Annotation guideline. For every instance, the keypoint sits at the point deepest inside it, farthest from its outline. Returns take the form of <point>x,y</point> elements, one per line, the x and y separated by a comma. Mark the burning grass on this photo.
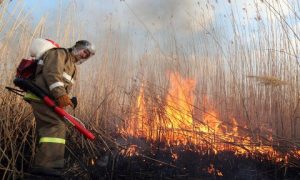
<point>204,119</point>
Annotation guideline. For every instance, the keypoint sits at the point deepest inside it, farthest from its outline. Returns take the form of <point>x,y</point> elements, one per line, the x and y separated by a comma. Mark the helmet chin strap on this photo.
<point>80,61</point>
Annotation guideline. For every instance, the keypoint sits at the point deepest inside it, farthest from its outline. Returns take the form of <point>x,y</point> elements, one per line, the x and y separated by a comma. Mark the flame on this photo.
<point>176,123</point>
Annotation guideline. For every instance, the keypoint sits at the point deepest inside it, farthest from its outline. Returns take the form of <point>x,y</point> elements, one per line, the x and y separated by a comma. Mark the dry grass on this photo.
<point>108,85</point>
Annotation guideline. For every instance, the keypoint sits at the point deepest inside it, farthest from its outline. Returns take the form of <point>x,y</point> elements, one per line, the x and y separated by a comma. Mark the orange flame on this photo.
<point>177,123</point>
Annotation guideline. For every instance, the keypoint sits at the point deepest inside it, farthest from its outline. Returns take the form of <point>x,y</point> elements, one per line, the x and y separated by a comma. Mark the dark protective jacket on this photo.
<point>56,72</point>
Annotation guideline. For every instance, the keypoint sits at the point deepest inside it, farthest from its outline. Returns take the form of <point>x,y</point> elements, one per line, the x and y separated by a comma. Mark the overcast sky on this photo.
<point>152,21</point>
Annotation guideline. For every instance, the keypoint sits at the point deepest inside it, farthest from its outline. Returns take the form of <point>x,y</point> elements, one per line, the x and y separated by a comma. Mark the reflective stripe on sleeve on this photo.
<point>56,84</point>
<point>41,62</point>
<point>52,140</point>
<point>68,77</point>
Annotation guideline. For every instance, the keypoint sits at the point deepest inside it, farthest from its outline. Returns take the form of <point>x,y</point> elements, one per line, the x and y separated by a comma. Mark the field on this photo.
<point>227,96</point>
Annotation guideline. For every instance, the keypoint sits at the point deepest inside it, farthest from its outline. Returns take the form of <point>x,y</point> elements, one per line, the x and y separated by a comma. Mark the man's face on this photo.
<point>84,54</point>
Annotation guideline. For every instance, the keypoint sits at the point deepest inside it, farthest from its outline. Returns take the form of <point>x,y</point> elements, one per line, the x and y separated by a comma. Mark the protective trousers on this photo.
<point>51,131</point>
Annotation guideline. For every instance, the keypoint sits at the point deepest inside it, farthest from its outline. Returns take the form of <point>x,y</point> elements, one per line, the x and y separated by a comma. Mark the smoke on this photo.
<point>182,15</point>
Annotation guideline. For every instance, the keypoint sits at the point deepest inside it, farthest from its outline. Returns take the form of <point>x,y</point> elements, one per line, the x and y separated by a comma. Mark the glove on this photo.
<point>64,101</point>
<point>74,102</point>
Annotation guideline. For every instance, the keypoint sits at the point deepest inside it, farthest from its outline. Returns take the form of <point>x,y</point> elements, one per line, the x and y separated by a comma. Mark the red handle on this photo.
<point>73,121</point>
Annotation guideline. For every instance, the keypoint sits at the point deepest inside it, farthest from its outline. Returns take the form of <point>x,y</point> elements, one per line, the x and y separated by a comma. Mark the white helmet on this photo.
<point>39,46</point>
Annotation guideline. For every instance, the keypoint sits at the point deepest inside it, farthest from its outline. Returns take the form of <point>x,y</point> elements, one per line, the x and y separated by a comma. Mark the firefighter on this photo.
<point>55,74</point>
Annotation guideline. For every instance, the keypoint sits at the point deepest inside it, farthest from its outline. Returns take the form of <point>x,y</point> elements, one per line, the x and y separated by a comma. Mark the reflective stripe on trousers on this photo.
<point>52,140</point>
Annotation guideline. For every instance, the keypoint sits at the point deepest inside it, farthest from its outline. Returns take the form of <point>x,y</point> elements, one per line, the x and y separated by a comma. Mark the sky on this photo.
<point>155,21</point>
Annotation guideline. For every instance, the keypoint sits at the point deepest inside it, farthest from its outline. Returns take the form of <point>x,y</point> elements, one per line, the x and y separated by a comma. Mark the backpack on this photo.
<point>26,70</point>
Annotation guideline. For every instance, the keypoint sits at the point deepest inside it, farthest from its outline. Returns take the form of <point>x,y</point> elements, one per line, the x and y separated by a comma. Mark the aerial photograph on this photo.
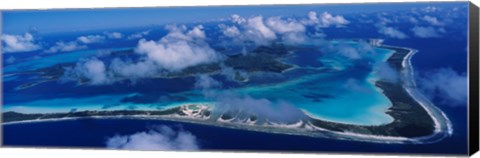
<point>356,78</point>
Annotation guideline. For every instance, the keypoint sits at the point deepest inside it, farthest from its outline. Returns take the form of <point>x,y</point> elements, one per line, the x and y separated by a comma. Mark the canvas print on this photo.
<point>373,77</point>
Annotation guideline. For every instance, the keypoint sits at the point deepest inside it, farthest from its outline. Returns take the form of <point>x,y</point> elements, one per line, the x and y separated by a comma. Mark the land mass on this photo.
<point>411,119</point>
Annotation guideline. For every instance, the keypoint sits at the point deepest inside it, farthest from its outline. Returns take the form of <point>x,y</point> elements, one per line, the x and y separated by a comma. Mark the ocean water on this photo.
<point>327,96</point>
<point>434,53</point>
<point>93,133</point>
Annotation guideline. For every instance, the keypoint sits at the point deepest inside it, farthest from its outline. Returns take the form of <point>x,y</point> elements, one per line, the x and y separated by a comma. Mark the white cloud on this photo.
<point>132,70</point>
<point>431,20</point>
<point>263,31</point>
<point>446,85</point>
<point>392,32</point>
<point>156,138</point>
<point>18,43</point>
<point>238,19</point>
<point>430,9</point>
<point>291,30</point>
<point>65,47</point>
<point>175,52</point>
<point>114,35</point>
<point>197,32</point>
<point>284,26</point>
<point>206,82</point>
<point>138,35</point>
<point>257,27</point>
<point>179,49</point>
<point>425,32</point>
<point>229,31</point>
<point>91,39</point>
<point>325,19</point>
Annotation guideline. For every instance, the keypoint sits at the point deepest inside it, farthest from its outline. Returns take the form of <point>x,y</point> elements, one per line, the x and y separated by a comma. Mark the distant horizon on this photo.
<point>68,20</point>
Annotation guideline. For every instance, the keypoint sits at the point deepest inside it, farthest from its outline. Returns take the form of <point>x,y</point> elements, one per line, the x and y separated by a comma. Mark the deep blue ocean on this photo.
<point>449,51</point>
<point>88,133</point>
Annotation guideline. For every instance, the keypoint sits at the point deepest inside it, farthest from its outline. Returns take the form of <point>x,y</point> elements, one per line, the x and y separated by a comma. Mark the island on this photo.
<point>415,119</point>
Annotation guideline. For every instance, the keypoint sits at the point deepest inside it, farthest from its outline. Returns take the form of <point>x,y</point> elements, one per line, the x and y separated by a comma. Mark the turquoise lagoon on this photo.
<point>335,90</point>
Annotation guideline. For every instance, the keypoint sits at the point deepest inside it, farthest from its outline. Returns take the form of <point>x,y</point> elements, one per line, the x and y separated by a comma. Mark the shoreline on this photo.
<point>318,131</point>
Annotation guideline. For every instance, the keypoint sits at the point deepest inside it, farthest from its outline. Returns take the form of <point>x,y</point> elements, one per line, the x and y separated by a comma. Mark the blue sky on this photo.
<point>61,20</point>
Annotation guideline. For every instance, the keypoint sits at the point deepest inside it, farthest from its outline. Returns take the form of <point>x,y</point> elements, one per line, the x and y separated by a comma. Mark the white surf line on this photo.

· · · · · · ·

- What the task requires: Please convert the records into a JSON list of strings, one string per line with blank lines left out, starting at the line that contains "cloud on this photo." and ending after the line that contains "<point>325,19</point>".

- Task response:
[
  "Annotation guideline. For every instance, the keypoint sits at the point deepest inside it, farthest from its outline. Returns take the form of <point>x,y</point> elements, one per line, the x and y separated by a comma. Mark the white cloud on this photo.",
  "<point>132,70</point>",
  "<point>431,20</point>",
  "<point>263,31</point>",
  "<point>446,85</point>",
  "<point>392,32</point>",
  "<point>156,138</point>",
  "<point>18,43</point>",
  "<point>238,19</point>",
  "<point>430,9</point>",
  "<point>291,30</point>",
  "<point>65,47</point>",
  "<point>175,52</point>",
  "<point>114,35</point>",
  "<point>197,32</point>",
  "<point>284,26</point>",
  "<point>206,82</point>",
  "<point>138,35</point>",
  "<point>257,27</point>",
  "<point>179,49</point>",
  "<point>425,32</point>",
  "<point>229,31</point>",
  "<point>91,39</point>",
  "<point>325,19</point>"
]